**** INFORMATION SHOWN

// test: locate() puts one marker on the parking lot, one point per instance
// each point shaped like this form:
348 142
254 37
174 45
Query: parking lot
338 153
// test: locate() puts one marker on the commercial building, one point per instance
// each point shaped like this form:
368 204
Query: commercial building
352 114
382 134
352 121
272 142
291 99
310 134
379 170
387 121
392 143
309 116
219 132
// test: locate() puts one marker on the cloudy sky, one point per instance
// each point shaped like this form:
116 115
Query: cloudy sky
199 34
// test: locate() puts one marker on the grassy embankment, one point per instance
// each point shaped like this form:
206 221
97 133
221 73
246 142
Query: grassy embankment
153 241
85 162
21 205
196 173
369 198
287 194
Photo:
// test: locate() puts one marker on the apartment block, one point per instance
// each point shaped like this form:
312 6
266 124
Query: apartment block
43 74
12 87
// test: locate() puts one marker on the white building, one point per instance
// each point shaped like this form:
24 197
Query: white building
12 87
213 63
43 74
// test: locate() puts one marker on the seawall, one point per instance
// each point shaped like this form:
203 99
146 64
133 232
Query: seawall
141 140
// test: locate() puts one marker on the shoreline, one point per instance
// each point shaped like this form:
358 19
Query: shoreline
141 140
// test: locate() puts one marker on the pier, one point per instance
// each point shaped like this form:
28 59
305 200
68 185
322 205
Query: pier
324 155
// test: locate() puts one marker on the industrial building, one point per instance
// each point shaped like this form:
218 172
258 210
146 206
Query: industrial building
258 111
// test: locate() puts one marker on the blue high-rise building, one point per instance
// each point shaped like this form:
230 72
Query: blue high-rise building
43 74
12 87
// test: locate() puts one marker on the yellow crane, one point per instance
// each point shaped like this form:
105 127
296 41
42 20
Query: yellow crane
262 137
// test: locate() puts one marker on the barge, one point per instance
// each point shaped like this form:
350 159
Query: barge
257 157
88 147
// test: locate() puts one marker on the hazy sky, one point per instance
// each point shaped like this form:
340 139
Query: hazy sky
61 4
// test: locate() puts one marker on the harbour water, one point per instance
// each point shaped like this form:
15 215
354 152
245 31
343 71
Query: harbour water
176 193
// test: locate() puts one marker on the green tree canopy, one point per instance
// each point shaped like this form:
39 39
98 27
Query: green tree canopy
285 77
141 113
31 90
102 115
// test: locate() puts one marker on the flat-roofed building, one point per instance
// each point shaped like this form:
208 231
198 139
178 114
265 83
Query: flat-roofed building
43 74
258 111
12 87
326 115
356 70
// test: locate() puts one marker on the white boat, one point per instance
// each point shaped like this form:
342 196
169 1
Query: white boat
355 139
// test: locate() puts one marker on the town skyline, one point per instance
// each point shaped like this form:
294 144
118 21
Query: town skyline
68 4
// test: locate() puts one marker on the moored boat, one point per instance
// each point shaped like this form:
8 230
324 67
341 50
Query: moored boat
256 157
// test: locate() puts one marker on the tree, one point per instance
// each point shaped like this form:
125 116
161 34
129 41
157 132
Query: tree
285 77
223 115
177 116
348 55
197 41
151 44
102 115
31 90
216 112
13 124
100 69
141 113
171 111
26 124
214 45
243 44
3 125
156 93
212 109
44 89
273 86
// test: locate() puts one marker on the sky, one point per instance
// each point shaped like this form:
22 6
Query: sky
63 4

********

INSTRUCTIONS FOR THE TASK:
Copy out, word for word, everything in the listing from the line containing "white boat, one point per instance" down to its final line, including both ends.

RESPONSE FOR THIS EXERCISE:
// test: locate() puts one marker on the white boat, one point per instance
// each point shaped like this form:
342 196
169 1
Query: white boat
355 139
// test: locate() puts one marker on the town skyline, one point per instance
// each point shaped like this form:
294 144
118 21
Query: town skyline
68 4
// test: locate() puts one marker on the moored boat, one point per instance
// each point shaped like this form:
8 230
324 67
341 50
Query: moored boat
256 157
// test: locate() puts one marker on the tree, one point per instance
// each point shaped like this form:
125 116
161 34
129 41
157 132
Query: tree
285 77
223 115
177 116
348 55
197 41
151 44
102 115
31 90
216 112
13 124
100 69
141 113
171 111
26 124
214 45
243 44
3 125
156 93
212 109
44 89
273 86
// test: locate() puts one marker on the sky, one point per instance
// each point shaped like this form:
22 6
Query: sky
63 4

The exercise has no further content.